▶ **Description of the task**
Your task is to retype every entry exactly, omitting nothing.

Data records: Begin

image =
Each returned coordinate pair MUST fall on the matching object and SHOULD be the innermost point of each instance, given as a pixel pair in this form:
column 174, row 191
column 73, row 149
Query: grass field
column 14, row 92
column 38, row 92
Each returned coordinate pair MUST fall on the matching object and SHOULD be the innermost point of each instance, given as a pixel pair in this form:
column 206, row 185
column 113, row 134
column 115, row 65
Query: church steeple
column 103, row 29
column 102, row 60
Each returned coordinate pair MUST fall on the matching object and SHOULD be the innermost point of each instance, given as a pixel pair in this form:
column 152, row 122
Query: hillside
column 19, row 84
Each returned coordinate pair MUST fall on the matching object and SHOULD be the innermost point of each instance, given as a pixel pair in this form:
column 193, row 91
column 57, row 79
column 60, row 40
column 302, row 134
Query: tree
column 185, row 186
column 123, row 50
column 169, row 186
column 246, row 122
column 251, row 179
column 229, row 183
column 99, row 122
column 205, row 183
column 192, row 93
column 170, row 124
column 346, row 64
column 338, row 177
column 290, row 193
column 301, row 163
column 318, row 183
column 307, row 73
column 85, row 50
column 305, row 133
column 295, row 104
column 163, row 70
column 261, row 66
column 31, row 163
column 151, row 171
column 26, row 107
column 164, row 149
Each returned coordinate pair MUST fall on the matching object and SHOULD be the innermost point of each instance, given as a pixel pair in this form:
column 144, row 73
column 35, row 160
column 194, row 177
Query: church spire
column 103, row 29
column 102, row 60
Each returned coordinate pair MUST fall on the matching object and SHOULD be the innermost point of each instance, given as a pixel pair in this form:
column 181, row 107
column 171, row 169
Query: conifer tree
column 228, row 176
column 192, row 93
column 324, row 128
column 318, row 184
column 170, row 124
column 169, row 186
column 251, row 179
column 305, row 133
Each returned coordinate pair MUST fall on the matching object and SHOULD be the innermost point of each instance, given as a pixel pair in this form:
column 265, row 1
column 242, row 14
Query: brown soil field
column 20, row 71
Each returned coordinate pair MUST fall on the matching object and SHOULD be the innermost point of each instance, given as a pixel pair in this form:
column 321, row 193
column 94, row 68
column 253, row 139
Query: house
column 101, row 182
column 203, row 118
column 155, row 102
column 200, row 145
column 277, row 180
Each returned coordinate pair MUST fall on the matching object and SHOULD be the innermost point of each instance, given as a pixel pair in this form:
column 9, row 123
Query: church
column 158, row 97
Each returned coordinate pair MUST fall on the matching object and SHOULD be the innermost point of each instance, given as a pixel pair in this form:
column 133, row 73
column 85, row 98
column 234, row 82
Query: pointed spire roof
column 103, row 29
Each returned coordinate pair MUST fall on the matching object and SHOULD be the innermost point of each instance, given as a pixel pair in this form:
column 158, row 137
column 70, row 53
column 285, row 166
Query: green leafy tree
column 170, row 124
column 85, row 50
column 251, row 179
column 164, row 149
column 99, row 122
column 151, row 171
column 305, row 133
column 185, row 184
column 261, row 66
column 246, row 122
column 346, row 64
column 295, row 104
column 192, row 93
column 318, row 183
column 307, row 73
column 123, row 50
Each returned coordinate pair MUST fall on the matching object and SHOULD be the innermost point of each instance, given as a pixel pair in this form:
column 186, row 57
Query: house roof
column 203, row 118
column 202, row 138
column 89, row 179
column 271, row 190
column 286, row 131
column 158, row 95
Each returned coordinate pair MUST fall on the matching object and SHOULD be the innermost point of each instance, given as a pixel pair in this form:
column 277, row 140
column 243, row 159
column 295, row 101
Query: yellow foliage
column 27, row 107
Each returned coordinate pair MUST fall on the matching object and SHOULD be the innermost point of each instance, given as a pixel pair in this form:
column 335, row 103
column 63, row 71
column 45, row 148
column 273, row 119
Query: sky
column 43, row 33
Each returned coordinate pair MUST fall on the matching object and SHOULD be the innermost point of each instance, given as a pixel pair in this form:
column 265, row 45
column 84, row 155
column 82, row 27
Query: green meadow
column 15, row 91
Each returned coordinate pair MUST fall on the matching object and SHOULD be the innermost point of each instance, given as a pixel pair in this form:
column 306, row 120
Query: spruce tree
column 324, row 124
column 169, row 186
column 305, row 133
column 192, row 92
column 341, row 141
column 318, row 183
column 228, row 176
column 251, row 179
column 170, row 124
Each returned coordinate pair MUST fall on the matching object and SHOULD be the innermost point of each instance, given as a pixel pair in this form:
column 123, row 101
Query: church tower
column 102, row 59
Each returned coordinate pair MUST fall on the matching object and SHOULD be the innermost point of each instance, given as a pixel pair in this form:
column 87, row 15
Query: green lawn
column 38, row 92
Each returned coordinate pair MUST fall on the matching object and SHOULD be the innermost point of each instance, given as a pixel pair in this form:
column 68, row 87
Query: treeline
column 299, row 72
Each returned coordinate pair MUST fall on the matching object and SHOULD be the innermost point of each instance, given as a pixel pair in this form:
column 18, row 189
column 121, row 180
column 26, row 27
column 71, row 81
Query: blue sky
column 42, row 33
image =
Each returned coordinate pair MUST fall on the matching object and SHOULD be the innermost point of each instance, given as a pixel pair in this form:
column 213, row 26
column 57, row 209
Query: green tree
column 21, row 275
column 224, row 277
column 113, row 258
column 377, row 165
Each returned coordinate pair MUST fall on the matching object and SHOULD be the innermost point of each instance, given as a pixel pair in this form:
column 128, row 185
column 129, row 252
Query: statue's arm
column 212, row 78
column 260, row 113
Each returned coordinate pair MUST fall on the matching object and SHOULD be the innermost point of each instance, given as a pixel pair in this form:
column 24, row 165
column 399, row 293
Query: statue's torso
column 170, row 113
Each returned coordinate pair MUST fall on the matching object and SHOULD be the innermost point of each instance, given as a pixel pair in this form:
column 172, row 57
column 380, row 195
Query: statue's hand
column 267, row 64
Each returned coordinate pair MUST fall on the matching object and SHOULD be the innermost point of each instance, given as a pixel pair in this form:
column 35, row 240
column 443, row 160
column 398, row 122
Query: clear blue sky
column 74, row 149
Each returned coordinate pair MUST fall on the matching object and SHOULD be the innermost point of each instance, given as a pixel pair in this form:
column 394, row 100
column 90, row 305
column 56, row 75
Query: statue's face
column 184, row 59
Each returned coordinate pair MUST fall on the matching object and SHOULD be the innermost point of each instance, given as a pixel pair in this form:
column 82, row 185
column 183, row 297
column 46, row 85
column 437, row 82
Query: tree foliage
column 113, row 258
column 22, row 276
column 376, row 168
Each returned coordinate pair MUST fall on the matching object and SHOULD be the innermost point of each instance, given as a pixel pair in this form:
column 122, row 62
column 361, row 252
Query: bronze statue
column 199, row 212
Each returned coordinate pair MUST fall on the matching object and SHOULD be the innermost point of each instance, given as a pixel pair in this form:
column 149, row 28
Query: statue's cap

Data records: End

▶ **Expected answer**
image =
Each returned coordinate pair MUST fall on the matching object and SHOULD be the innermost point of each instance, given as a pixel pair in this form:
column 174, row 191
column 73, row 149
Query: grass field
column 14, row 92
column 38, row 92
Each returned coordinate pair MUST fall on the matching object and SHOULD be the innermost point of each instance, given as a pixel pair in this form:
column 206, row 185
column 113, row 134
column 115, row 65
Query: church steeple
column 103, row 29
column 102, row 60
Each returned coordinate pair MUST fall on the matching object and SHOULD be the innermost point of each instance, given as a pixel pair in this form:
column 152, row 122
Query: hillside
column 19, row 84
Each returned coordinate pair MUST fall on the matching object and SHOULD be the innermost point of each instance, given as a pixel pair in this form:
column 193, row 91
column 57, row 79
column 60, row 40
column 302, row 134
Query: tree
column 185, row 186
column 123, row 50
column 169, row 186
column 246, row 122
column 251, row 179
column 229, row 183
column 99, row 122
column 205, row 183
column 192, row 93
column 170, row 124
column 346, row 64
column 338, row 177
column 290, row 193
column 301, row 163
column 318, row 183
column 307, row 73
column 85, row 50
column 305, row 133
column 295, row 104
column 163, row 70
column 261, row 66
column 31, row 163
column 151, row 171
column 26, row 107
column 164, row 149
Each returned coordinate pair MUST fall on the matching object and SHOULD be the innermost point of each instance, given as a pixel pair in this form:
column 144, row 73
column 35, row 160
column 194, row 177
Query: church spire
column 103, row 29
column 102, row 60
Each returned coordinate pair MUST fall on the matching object and SHOULD be the innermost point of each instance, given as a pixel pair in this form:
column 181, row 107
column 171, row 169
Query: conifer tree
column 228, row 176
column 192, row 93
column 324, row 128
column 318, row 184
column 170, row 124
column 169, row 186
column 251, row 179
column 305, row 133
Each returned coordinate pair MUST fall on the matching object and SHOULD be the innermost point of each instance, given as a pixel pair in this form:
column 265, row 1
column 242, row 14
Query: brown soil field
column 20, row 71
Each returned coordinate pair MUST fall on the matching object and SHOULD be the innermost point of each instance, given as a pixel pair in this form:
column 321, row 193
column 94, row 68
column 253, row 139
Query: house
column 101, row 182
column 203, row 118
column 155, row 102
column 200, row 145
column 277, row 180
Each returned coordinate pair MUST fall on the matching object and SHOULD be the innermost point of each instance, given as a pixel pair in this form:
column 9, row 123
Query: church
column 158, row 97
Each returned coordinate pair MUST fall on the matching object and SHOULD be the innermost point of each instance, given as a pixel pair in this form:
column 133, row 73
column 85, row 98
column 234, row 82
Query: pointed spire roof
column 103, row 29
Each returned coordinate pair MUST fall on the matching object and SHOULD be the innermost point of each instance, given as a pixel pair in this form:
column 158, row 137
column 70, row 53
column 285, row 166
Query: green leafy tree
column 170, row 124
column 85, row 50
column 251, row 179
column 164, row 149
column 99, row 122
column 151, row 171
column 305, row 133
column 185, row 184
column 261, row 66
column 246, row 122
column 346, row 64
column 295, row 104
column 192, row 93
column 318, row 183
column 307, row 73
column 123, row 50
Each returned coordinate pair MUST fall on the matching object and SHOULD be the innermost point of each instance, given as a pixel pair in this form:
column 186, row 57
Query: house roof
column 203, row 118
column 202, row 138
column 89, row 179
column 271, row 190
column 286, row 131
column 158, row 95
Each returned coordinate pair MUST fall on the matching object and SHOULD be the innermost point of each instance, given as a pixel pair in this form:
column 277, row 140
column 243, row 159
column 295, row 101
Query: yellow foliage
column 27, row 107
Each returned coordinate pair MUST fall on the matching object and SHOULD be the innermost point of each instance, given as a pixel pair in this form:
column 335, row 103
column 63, row 71
column 45, row 148
column 273, row 119
Query: sky
column 43, row 33
Each returned coordinate pair MUST fall on the matching object and SHOULD be the innermost point of each instance, given as a pixel pair in this form:
column 265, row 45
column 84, row 155
column 82, row 27
Query: green meadow
column 15, row 91
Each returned coordinate pair MUST fall on the matching object and SHOULD be the innermost point of each instance, given as a pixel pair in this form:
column 306, row 120
Query: spruce tree
column 324, row 124
column 169, row 186
column 305, row 133
column 192, row 92
column 341, row 141
column 318, row 183
column 228, row 176
column 251, row 179
column 170, row 124
Each returned coordinate pair MUST fall on the matching object and SHOULD be the innermost point of each instance, given as a pixel pair in this form:
column 123, row 101
Query: church tower
column 102, row 59
Each returned coordinate pair MUST fall on the matching object and SHOULD be the innermost point of each instance, given as a pixel pair in this form:
column 87, row 15
Query: green lawn
column 38, row 92
Each returned coordinate pair MUST fall on the matching object and SHOULD be the innermost point of each instance, given as a pixel pair in this form:
column 68, row 87
Query: treeline
column 299, row 72
Each returned coordinate pair MUST fall on the matching object and SHOULD be the innermost point of each instance, given as a pixel pair in this form:
column 18, row 189
column 121, row 180
column 26, row 27
column 71, row 81
Query: blue sky
column 42, row 33
image =
Each returned coordinate pair MUST fall on the matching object and SHOULD be the innermost point of each instance, given as a pixel pair in this form:
column 213, row 26
column 57, row 209
Query: green tree
column 21, row 275
column 224, row 277
column 113, row 258
column 377, row 165
Each returned coordinate pair MUST fall on the matching object and SHOULD be the innermost point of each instance, given as a pixel pair in this form:
column 128, row 185
column 129, row 252
Query: statue's arm
column 212, row 78
column 260, row 113
Each returned coordinate pair MUST fall on the matching object and SHOULD be the innermost point of each instance, given as a pixel pair in this form:
column 24, row 165
column 399, row 293
Query: statue's torso
column 170, row 113
Each returned coordinate pair MUST fall on the matching object and SHOULD be the innermost point of each instance, given as a pixel pair in this form:
column 172, row 57
column 380, row 195
Query: statue's hand
column 267, row 64
Each returned coordinate pair MUST fall on the matching object and SHOULD be the innermost point of each instance, given as a pixel pair in this form:
column 35, row 240
column 443, row 160
column 398, row 122
Query: clear blue sky
column 74, row 149
Each returned coordinate pair MUST fall on the matching object and SHOULD be the innermost point of each instance, given as a pixel pair in this form:
column 394, row 100
column 90, row 305
column 56, row 75
Query: statue's face
column 184, row 59
Each returned coordinate pair MUST fall on the matching object and SHOULD be the innermost point of each instance, given as a pixel pair in this form:
column 82, row 185
column 183, row 297
column 46, row 85
column 437, row 82
Query: tree foliage
column 113, row 258
column 22, row 276
column 376, row 168
Each returned coordinate pair MUST fall on the matching object and SHOULD be the innermost point of each instance, given as a pixel pair in this form:
column 122, row 62
column 361, row 252
Query: bronze statue
column 199, row 212
Each returned coordinate pair MUST fall on the matching object and SHOULD be the innermost point of each instance, given as a pixel pair in this form:
column 149, row 28
Query: statue's cap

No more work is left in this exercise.